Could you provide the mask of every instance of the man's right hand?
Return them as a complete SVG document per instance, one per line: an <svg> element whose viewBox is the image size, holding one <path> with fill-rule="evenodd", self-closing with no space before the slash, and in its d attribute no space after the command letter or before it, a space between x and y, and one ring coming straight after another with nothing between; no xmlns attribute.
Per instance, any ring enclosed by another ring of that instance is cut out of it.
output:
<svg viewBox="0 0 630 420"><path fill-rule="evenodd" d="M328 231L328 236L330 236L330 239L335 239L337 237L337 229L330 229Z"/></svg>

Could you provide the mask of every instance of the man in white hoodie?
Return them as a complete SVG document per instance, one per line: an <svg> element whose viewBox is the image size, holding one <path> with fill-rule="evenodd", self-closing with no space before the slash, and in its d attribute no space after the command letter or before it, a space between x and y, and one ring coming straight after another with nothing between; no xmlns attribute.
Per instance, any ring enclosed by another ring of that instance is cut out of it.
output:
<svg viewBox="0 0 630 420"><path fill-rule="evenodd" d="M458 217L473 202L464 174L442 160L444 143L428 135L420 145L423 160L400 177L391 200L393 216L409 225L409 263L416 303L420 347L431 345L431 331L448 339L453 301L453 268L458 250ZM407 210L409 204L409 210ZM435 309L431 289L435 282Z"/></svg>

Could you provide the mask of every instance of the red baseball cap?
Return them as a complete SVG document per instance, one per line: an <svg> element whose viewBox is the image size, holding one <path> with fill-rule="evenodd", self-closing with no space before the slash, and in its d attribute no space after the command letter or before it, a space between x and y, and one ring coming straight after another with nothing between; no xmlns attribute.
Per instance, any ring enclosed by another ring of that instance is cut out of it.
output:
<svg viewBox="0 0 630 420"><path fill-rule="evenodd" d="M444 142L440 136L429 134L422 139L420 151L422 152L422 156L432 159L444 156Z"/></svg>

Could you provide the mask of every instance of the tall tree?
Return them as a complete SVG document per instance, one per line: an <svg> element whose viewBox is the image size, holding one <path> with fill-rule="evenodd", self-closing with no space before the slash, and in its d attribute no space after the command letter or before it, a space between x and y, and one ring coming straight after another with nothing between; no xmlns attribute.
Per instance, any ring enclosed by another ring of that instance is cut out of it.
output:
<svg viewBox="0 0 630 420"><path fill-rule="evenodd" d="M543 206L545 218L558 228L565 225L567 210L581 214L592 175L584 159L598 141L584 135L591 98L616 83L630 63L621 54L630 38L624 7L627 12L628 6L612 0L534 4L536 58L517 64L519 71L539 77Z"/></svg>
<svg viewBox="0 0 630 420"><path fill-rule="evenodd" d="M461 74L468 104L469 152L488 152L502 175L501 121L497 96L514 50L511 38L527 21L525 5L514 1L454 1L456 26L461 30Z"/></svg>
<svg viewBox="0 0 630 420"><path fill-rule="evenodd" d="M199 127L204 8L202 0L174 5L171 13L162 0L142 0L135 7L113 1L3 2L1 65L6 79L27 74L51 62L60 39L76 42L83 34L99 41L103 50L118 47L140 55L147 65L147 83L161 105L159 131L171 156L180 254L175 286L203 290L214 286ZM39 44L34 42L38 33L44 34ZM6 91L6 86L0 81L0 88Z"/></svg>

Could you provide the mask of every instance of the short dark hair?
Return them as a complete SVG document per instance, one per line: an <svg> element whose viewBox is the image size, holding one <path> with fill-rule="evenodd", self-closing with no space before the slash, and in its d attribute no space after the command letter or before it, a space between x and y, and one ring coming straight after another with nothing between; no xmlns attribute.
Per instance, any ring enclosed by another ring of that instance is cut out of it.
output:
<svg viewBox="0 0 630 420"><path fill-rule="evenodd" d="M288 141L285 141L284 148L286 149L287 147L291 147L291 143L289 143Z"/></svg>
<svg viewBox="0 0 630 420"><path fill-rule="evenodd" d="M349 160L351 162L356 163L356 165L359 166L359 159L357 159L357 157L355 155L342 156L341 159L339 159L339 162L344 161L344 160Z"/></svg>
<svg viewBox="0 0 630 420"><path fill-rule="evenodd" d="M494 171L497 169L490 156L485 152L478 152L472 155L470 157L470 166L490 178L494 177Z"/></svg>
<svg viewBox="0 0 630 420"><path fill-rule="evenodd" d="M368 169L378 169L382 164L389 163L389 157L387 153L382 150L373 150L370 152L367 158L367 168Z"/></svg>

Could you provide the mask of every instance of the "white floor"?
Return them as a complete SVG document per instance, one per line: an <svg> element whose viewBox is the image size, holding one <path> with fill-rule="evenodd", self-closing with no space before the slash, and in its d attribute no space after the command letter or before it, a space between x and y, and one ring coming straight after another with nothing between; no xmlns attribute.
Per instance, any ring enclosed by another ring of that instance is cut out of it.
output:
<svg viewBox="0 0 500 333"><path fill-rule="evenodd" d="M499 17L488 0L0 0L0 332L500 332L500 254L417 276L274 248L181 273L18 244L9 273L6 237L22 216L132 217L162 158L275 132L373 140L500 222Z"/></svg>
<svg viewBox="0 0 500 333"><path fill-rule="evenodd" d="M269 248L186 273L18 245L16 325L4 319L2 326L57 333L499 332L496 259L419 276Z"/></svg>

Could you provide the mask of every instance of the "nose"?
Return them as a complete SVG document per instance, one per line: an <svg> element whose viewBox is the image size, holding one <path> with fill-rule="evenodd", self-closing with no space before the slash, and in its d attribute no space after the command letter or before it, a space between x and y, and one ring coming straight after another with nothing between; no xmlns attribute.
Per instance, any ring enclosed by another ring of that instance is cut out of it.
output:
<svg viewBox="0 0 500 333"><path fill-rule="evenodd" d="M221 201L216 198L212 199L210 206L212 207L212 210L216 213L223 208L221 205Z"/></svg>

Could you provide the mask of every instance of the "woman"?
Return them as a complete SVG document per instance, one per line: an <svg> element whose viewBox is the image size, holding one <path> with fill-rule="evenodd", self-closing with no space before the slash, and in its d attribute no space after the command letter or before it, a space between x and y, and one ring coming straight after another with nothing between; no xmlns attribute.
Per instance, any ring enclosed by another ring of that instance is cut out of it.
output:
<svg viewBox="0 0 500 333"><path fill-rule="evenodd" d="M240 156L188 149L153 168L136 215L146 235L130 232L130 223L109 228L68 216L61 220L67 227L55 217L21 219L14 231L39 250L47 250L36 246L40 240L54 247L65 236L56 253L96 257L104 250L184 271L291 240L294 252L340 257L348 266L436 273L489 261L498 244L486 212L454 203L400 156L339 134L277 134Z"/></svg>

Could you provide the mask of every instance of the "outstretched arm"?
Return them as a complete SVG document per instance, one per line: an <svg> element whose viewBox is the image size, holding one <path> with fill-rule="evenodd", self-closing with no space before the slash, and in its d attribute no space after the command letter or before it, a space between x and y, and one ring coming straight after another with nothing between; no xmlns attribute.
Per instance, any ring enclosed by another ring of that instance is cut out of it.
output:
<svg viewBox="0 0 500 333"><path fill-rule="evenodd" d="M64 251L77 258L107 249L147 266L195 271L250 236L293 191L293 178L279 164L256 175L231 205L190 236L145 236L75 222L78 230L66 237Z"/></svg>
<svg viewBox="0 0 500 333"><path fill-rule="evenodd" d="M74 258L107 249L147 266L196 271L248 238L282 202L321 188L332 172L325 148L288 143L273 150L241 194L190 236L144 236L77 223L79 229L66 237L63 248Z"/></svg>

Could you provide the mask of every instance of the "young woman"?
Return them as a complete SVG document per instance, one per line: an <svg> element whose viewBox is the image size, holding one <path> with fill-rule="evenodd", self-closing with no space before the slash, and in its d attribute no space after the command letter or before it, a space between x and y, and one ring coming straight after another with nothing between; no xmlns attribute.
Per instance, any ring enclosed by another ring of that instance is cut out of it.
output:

- - -

● **Problem statement**
In full and word for word, output the entries.

● **Output of the task**
Could you provide the mask of every instance of the man's right hand?
Return them as a complete SVG document per instance, one per line: an <svg> element whose viewBox is the image size, holding one <path> with fill-rule="evenodd", self-closing with no space before the slash, and in its d attribute no space after the command letter or before it, a space between x and y, and one ring coming straight after another with nothing between; no xmlns attribute.
Per instance, any ring enclosed by another ring of that instance is cut out of it.
output:
<svg viewBox="0 0 630 420"><path fill-rule="evenodd" d="M328 231L328 236L330 236L330 239L335 239L337 237L337 229L330 229Z"/></svg>

Could you provide the mask of every instance of the man in white hoodie?
Return them as a complete SVG document per instance, one per line: an <svg> element whose viewBox is the image size, holding one <path> with fill-rule="evenodd", self-closing with no space before the slash, and in its d attribute no space after the command letter or before it, a space between x and y, and one ring coming straight after another with nothing between; no xmlns attribute.
Per instance, any ring enclosed by another ring of that instance is cut out of it.
output:
<svg viewBox="0 0 630 420"><path fill-rule="evenodd" d="M458 217L473 202L464 174L442 160L444 143L428 135L420 145L423 160L400 177L391 200L393 216L409 225L409 263L416 303L420 347L431 345L431 331L448 339L453 301L453 268L458 250ZM407 210L409 204L409 210ZM435 309L431 289L435 282Z"/></svg>

Could you provide the mask of every instance of the red baseball cap?
Return them as a complete SVG document per instance, one per line: an <svg> element whose viewBox is the image size, holding one <path> with fill-rule="evenodd", self-closing with no space before the slash, and in its d attribute no space after the command letter or before it, a space between x and y, and one ring coming straight after another with nothing between; no xmlns attribute.
Per instance, any ring enclosed by another ring of that instance is cut out of it.
output:
<svg viewBox="0 0 630 420"><path fill-rule="evenodd" d="M444 142L440 136L429 134L422 139L420 151L422 152L422 156L432 159L444 156Z"/></svg>

Could you provide the mask of every instance of the tall tree?
Return them as a complete SVG document per instance, one per line: an <svg> element whose viewBox is the image size, holding one <path> with fill-rule="evenodd", self-closing with no space before the slash, and in its d attribute no space after the command letter or before it, a space between x and y, and one ring coming straight after another with nothing between; no xmlns attribute.
Per instance, any ring enclosed by another ring of that instance is cut out of it.
output:
<svg viewBox="0 0 630 420"><path fill-rule="evenodd" d="M543 206L545 218L558 228L565 225L567 210L581 214L592 175L584 159L598 141L584 135L591 98L616 83L630 63L621 54L630 38L624 7L627 12L628 6L612 0L534 4L536 58L517 64L519 71L539 77Z"/></svg>
<svg viewBox="0 0 630 420"><path fill-rule="evenodd" d="M461 74L468 104L469 152L488 152L502 175L501 121L497 96L514 50L511 38L527 21L525 5L514 1L454 1L456 26L461 30Z"/></svg>
<svg viewBox="0 0 630 420"><path fill-rule="evenodd" d="M199 127L204 8L202 0L174 5L171 13L162 0L142 0L135 7L113 1L3 2L1 65L6 79L27 74L51 62L60 39L76 42L83 34L99 41L103 50L118 47L140 55L147 65L147 83L161 105L159 131L171 156L180 254L175 286L203 290L214 286ZM39 44L34 42L38 33L44 34ZM6 91L6 86L0 81L0 88Z"/></svg>

Could you provide the mask of every instance of the short dark hair?
Return them as a complete SVG document per instance, one per line: an <svg> element whose viewBox is the image size, holding one <path> with fill-rule="evenodd", self-closing with no space before the slash, and in its d attribute no space after the command letter or before it, a space between x and y, and one ring coming straight after another with nothing between; no xmlns attribute.
Per instance, any ring enclosed by another ring of that instance is cut out of it.
output:
<svg viewBox="0 0 630 420"><path fill-rule="evenodd" d="M288 141L285 141L284 148L286 149L287 147L291 147L291 143L289 143Z"/></svg>
<svg viewBox="0 0 630 420"><path fill-rule="evenodd" d="M349 160L351 162L356 163L356 165L359 166L359 159L357 159L357 157L355 155L342 156L341 159L339 159L339 162L344 161L344 160Z"/></svg>
<svg viewBox="0 0 630 420"><path fill-rule="evenodd" d="M494 171L497 169L490 156L485 152L478 152L472 155L470 157L470 166L490 178L494 177Z"/></svg>
<svg viewBox="0 0 630 420"><path fill-rule="evenodd" d="M368 169L378 169L382 164L389 163L389 157L387 153L382 150L373 150L370 152L367 158L367 168Z"/></svg>

Could you provide the mask of every instance of the "white floor"?
Return them as a complete SVG document per instance, one per line: an <svg> element whose viewBox is the image size, holding one <path> with fill-rule="evenodd", self-closing with no space before the slash, and in its d attribute no space after the command letter or before it, a space between x and y, and one ring coming straight after another with nothing between; no xmlns attribute.
Per instance, any ring enclosed by another ring of that instance is cut out of it.
output:
<svg viewBox="0 0 500 333"><path fill-rule="evenodd" d="M499 17L488 0L0 0L0 332L500 332L500 254L417 276L274 248L181 273L18 244L9 273L6 237L22 216L132 217L162 158L275 132L373 140L500 222Z"/></svg>
<svg viewBox="0 0 500 333"><path fill-rule="evenodd" d="M269 248L186 273L18 245L16 325L4 319L2 326L57 333L499 332L496 259L419 276Z"/></svg>

Could you provide the mask of every instance of the "nose"?
Return them as a complete SVG document per instance, one per line: an <svg> element whose viewBox is the image size, holding one <path> with fill-rule="evenodd", self-closing with no space before the slash, and in its d attribute no space after the command letter or before it, a space between x and y, and one ring coming straight after another with nothing between; no xmlns attribute.
Per instance, any ring enclosed by another ring of that instance is cut out of it.
output:
<svg viewBox="0 0 500 333"><path fill-rule="evenodd" d="M221 201L216 198L212 199L210 206L212 207L212 210L216 213L223 208L221 205Z"/></svg>

Could you provide the mask of every instance of the "woman"?
Return them as a complete SVG document per instance, one per line: an <svg> element whose viewBox is the image size, holding one <path> with fill-rule="evenodd", self-closing with no space before the slash, and in its d attribute no space after the command letter or before it, a space between x and y, and one ring coming straight after another with nothing between; no xmlns attribute.
Per instance, any ring enclosed by another ring of that instance is cut out of it.
output:
<svg viewBox="0 0 500 333"><path fill-rule="evenodd" d="M240 156L188 149L153 168L136 215L146 235L130 232L130 223L109 228L68 216L61 220L67 227L55 217L21 219L14 231L39 250L47 250L36 246L40 240L54 247L65 236L56 253L96 257L104 250L184 271L291 240L294 252L340 257L348 266L436 273L489 261L498 244L486 212L454 203L400 156L339 134L277 134Z"/></svg>

Could you provide the mask of every instance of the "outstretched arm"?
Return them as a complete SVG document per instance, one per line: an <svg> element whose viewBox is the image size, holding one <path> with fill-rule="evenodd", self-closing with no space before the slash, and in its d attribute no space after the command letter or before it, a space between x and y, and one ring coming straight after another with nothing between; no xmlns attribute.
Per instance, any ring enclosed by another ring of that instance is cut out of it.
output:
<svg viewBox="0 0 500 333"><path fill-rule="evenodd" d="M64 251L77 258L107 249L147 266L195 271L250 236L293 191L293 178L279 164L256 175L231 205L190 236L145 236L75 222L78 230L66 237Z"/></svg>
<svg viewBox="0 0 500 333"><path fill-rule="evenodd" d="M74 258L107 249L147 266L196 271L248 238L282 202L321 188L332 172L325 148L288 143L273 150L241 194L190 236L144 236L77 223L79 229L66 237L63 248Z"/></svg>

Could you provide the mask of every instance of the "young woman"?
Return them as a complete SVG document per instance, one per line: an <svg> element whose viewBox is the image size, holding one <path> with fill-rule="evenodd", self-closing with no space before the slash, and in its d attribute no space after the command letter or before it, a space between x and y, and one ring coming straight after another with nothing between; no xmlns attribute.
Per instance, any ring enclosed by another ring of that instance is cut out of it.
output:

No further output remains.